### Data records
***
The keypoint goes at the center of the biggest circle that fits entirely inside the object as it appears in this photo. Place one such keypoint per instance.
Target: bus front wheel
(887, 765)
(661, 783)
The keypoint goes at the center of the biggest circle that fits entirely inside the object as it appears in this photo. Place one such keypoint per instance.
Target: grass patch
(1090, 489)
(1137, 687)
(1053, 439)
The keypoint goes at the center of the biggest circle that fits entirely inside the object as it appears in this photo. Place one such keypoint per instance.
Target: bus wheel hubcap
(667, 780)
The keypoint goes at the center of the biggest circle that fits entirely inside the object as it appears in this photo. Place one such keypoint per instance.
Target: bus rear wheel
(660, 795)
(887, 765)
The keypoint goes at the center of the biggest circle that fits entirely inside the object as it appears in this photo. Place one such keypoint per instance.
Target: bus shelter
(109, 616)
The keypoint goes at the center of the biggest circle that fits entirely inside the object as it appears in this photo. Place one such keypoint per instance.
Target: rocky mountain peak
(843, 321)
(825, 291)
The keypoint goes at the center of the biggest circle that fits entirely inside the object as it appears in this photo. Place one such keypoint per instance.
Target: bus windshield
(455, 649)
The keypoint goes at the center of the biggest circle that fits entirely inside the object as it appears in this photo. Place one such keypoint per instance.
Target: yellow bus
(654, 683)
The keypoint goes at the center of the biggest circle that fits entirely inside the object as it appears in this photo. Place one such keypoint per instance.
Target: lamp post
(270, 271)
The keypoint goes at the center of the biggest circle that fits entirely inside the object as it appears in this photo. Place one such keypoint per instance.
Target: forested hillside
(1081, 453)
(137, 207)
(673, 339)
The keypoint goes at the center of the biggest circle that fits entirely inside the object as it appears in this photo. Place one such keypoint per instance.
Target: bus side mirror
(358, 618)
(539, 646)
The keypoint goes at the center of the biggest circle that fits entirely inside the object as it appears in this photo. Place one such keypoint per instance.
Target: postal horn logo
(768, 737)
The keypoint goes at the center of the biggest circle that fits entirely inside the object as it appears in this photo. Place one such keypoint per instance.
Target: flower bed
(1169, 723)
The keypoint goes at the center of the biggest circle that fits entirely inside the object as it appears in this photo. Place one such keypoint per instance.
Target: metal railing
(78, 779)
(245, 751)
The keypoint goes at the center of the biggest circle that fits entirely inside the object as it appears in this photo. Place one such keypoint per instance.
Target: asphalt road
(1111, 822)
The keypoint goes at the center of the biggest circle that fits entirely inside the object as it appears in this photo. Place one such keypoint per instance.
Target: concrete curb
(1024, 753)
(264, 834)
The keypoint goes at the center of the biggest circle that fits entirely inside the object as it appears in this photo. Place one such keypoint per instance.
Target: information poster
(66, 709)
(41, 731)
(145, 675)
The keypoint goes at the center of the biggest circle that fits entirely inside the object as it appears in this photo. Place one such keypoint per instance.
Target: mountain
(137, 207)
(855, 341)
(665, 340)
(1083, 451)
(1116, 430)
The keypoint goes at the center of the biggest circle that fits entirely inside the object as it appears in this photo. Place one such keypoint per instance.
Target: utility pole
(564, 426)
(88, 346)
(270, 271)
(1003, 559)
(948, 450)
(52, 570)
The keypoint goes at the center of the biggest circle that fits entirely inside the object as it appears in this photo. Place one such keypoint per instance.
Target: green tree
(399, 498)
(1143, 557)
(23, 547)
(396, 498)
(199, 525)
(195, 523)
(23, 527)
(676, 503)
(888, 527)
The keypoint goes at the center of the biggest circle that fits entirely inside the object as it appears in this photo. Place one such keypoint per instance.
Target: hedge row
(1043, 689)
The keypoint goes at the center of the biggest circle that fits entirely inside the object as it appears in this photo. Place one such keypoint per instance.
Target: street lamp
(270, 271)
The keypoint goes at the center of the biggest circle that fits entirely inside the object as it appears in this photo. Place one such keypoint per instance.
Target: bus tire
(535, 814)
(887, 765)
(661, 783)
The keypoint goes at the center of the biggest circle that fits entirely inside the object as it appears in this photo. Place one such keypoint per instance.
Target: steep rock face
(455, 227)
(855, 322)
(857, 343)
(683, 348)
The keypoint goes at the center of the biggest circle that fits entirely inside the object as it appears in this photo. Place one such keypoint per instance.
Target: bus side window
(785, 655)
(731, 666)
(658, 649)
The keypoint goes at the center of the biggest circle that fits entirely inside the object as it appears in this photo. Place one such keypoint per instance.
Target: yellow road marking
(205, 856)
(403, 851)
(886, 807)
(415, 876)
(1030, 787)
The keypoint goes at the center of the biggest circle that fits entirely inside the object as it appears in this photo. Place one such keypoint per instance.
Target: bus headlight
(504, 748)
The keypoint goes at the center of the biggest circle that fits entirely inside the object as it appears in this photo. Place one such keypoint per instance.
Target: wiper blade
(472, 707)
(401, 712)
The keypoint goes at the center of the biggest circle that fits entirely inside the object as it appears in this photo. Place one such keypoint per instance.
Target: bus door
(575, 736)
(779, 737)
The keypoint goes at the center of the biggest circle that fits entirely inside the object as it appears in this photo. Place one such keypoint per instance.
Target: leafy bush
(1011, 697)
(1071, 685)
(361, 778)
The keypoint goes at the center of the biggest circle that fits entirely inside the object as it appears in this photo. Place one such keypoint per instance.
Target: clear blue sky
***
### Required action
Can you give every line above again, exactly as written?

### Finished task
The keypoint goes at the center of the biggest circle that fits entirely inside the object as it appears in this photo. Place one such keypoint per instance.
Target: bus front wheel
(887, 765)
(661, 783)
The keypoint goes at the center of the biggest circle that fits entirely inside the object as it appears in this photo. Place one such keypoint per instance.
Target: grass patch
(1090, 489)
(1137, 687)
(1053, 439)
The keypoint goes at the center of the biggest circle that fits entirely inside the object as it appears in this photo. Place one such keypoint per instance.
Target: bus wheel hubcap
(667, 780)
The keypoint goes at the center of the biggest circle that fits entirely inside the object as it appears in this photo. Place one such keypoint per instance.
Target: bus rear wheel
(660, 795)
(887, 765)
The keypoint goes at the center of the biggest circle that fits entirely inside the object as it appears in this photo. Place one such keypoint per instance.
Target: bus shelter
(109, 616)
The keypoint goes at the center of the biggest circle that fits entirely inside the object as it appears in this photo. Place one such keypoint per instance.
Target: rocky mountain peak
(843, 321)
(825, 291)
The keypoint goes at the center of the biggest circle that fits entirely inside the object as it appears in this photo. Place one such keypoint per instance.
Target: bus windshield
(455, 649)
The keypoint goes at the center of the biggest circle that fits entirely inside the object as it appears in this photo. Place one such keypoint per instance.
Target: yellow bus
(654, 683)
The keypoint goes at the center of the biggest circle that fits entirely inside the object as it appears in this photo. Place one such keypoint per instance.
Target: lamp post
(270, 271)
The keypoint goes at the center of the biggest circle that fits entirely inside the object as it appears in this photo. Place one such keypoint per instance.
Target: forested hillside
(1081, 453)
(137, 207)
(673, 339)
The keypoint goes at the center of the biggest circle that fits entirely inside the object as it appears in this photo. Place one such keypoint per instance.
Target: bus side mirror
(358, 618)
(539, 646)
The keypoint goes at the center of the biggest circle that fits entirely inside the object as it appears in this photo. Place one such keypoint per instance.
Target: postal horn logo
(768, 737)
The keypoint goes at the center of the biggest circle that fits entirely inside the object as it appears in this photo. Place one such keypoint per instance.
Target: flower bed
(1169, 723)
The keypoint goes at the center of the biggest circle that fits entirely inside the object as it appears in this photo. Place one such keypoint per instance.
Target: metal railing
(78, 779)
(245, 751)
The keypoint goes at the center of the biggest circle that fits entirely inside the object as it appears in this photo. Place one such keypoint per instance.
Target: asphalt road
(1111, 822)
The keypoint goes at the center of the biggest circle that fits entirely inside the object as it appears in this photo. Place one such keypoint per instance.
Target: concrete curb
(1024, 753)
(264, 834)
The keypoint goes at the center of the biggest circle that fits entirely inside the object as it appears in this photo. Place one such keypoint per instance.
Target: information poster
(66, 709)
(41, 731)
(145, 675)
The keypoint goes at the center of the biggest circle that fits entirely inside the object as it appears in this photo. Place one such keypoint per instance.
Target: mountain
(137, 207)
(855, 341)
(665, 340)
(1083, 451)
(1116, 430)
The keypoint goes at the center of the biggest circle that fits entirely inside the object as it appears in this photo. Place one such keypoint per instance.
Target: utility pole
(564, 426)
(88, 346)
(270, 271)
(1003, 559)
(948, 450)
(52, 570)
The keypoint goes at the center of the biggest circle that fits entirely inside the object as it appears in this photo. Place one such keypoint per instance.
Target: green tree
(399, 498)
(1143, 557)
(23, 547)
(396, 498)
(199, 525)
(195, 523)
(23, 527)
(676, 503)
(888, 527)
The keypoint goes at the center of the biggest circle that fits entirely inside the object as it appears in this photo. Place one such keypoint per instance.
Target: hedge row
(1043, 689)
The keypoint goes at the center of the biggest circle that fits entirely inside the object as it appears in this photo. Place one such keypoint per instance.
Target: street lamp
(270, 271)
The keypoint goes at the center of the biggest circle that fits entirely inside the object as it appears in this photo. Place one such keypoint per instance.
Target: bus tire
(535, 814)
(887, 765)
(661, 783)
The keypoint goes at the center of the biggest circle that fits entirely inside the object as it appears in this photo. Place one such keypoint per instance.
Target: steep rock face
(455, 227)
(855, 322)
(857, 343)
(683, 348)
The keypoint goes at the center of the biggest circle that fits entirely inside the object as it appears in this photo. Place one such keypoint per instance.
Target: bus side window
(785, 655)
(731, 666)
(658, 649)
The keypoint goes at the center of the biggest circle that fits entirely inside the object as it appears in this photo. Place one such keypoint per instance.
Target: yellow road marking
(205, 856)
(403, 851)
(886, 807)
(415, 876)
(1030, 787)
The keypoint goes at the center of the biggest circle that fits entirely inside the object as it appears in this photo. Place one such keypoint per instance.
Target: bus headlight
(504, 748)
The keypoint goes at the center of the biggest circle that fits entirely inside the object as it appears in this photo. Place one such keypoint per instance.
Target: wiper blade
(472, 707)
(401, 712)
The keypoint goes at the center of the biggest circle that fits entirely inside the object as it appears in this photo. Place one such keypoint per instance.
Target: bus door
(575, 736)
(779, 737)
The keypoint goes at the center of the biggest circle that fits entirely inside the object as it appears in this photo. Place one such keypoint per instance.
Target: leafy bush
(1011, 697)
(1071, 685)
(361, 778)
The keypoint goes at the center of the biggest circle that fits entirely inside the object as it appears in this photo. Place one such keypoint per instance.
Target: clear blue sky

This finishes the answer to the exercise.